___ TASK DATA ___

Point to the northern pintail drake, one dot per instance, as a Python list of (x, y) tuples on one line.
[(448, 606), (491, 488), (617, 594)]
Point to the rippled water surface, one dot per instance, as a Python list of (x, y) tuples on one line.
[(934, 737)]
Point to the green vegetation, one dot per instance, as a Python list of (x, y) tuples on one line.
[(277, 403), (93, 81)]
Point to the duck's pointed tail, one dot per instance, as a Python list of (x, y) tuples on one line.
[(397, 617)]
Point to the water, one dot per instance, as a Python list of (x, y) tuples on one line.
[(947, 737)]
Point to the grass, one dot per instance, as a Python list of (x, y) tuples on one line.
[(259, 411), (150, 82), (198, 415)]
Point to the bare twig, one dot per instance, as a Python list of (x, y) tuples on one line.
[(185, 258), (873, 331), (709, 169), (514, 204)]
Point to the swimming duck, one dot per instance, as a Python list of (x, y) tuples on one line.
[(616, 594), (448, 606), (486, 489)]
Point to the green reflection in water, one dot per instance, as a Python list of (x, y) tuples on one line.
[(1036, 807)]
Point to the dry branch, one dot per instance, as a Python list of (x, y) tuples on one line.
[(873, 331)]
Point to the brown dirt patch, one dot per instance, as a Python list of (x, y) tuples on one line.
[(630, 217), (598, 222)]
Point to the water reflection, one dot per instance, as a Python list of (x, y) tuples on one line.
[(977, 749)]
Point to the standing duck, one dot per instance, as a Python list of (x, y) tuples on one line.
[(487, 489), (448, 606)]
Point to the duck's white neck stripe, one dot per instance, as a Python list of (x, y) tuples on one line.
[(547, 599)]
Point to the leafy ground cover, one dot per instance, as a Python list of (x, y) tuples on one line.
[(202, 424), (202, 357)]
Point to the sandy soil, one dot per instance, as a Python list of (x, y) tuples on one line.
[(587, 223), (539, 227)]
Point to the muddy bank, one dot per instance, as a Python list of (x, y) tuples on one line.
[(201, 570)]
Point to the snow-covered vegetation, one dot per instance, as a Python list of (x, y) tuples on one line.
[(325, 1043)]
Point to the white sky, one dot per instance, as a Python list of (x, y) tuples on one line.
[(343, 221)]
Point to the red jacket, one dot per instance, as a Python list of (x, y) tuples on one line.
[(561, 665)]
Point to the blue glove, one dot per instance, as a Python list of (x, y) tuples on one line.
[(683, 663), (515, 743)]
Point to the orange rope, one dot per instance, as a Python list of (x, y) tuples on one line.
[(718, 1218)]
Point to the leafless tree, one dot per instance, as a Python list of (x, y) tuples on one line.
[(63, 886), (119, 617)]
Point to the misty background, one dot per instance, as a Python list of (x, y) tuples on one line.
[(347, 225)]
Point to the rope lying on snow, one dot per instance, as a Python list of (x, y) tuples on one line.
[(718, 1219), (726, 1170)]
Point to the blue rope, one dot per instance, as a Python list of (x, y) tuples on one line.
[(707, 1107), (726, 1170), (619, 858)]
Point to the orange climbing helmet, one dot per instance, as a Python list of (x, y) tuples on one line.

___

**WHAT THE TASK REQUIRES**:
Rescale the part of the records above that opens with the line containing "Point to the leafless" and runs through the end of the records, writing out every line, requests included. Multiply each coordinate in the answers by 2.15 and round to whole numbers, halves up.

**ANSWER TO THIS TASK**:
Point to the leafless tree, one dot per instance, as a Python list of (x, y) tuples on one line.
[(135, 1905), (256, 1327)]
Point to the misty background, one dot per instance, as a Python list of (x, y) tuples on one line.
[(746, 484)]
Point to the rope lying on snow, one dot per instance, as a Python list of (x, y) tuples on one line.
[(1544, 2621), (1561, 2516)]
Point to the blue rope, one dot per instance, as a Python list of (x, y) tuples on one line.
[(1520, 2380), (1561, 2516), (1331, 1845)]
Point to the orange climbing helmet, one dot per instance, as a Python list of (x, y) tuples on one line.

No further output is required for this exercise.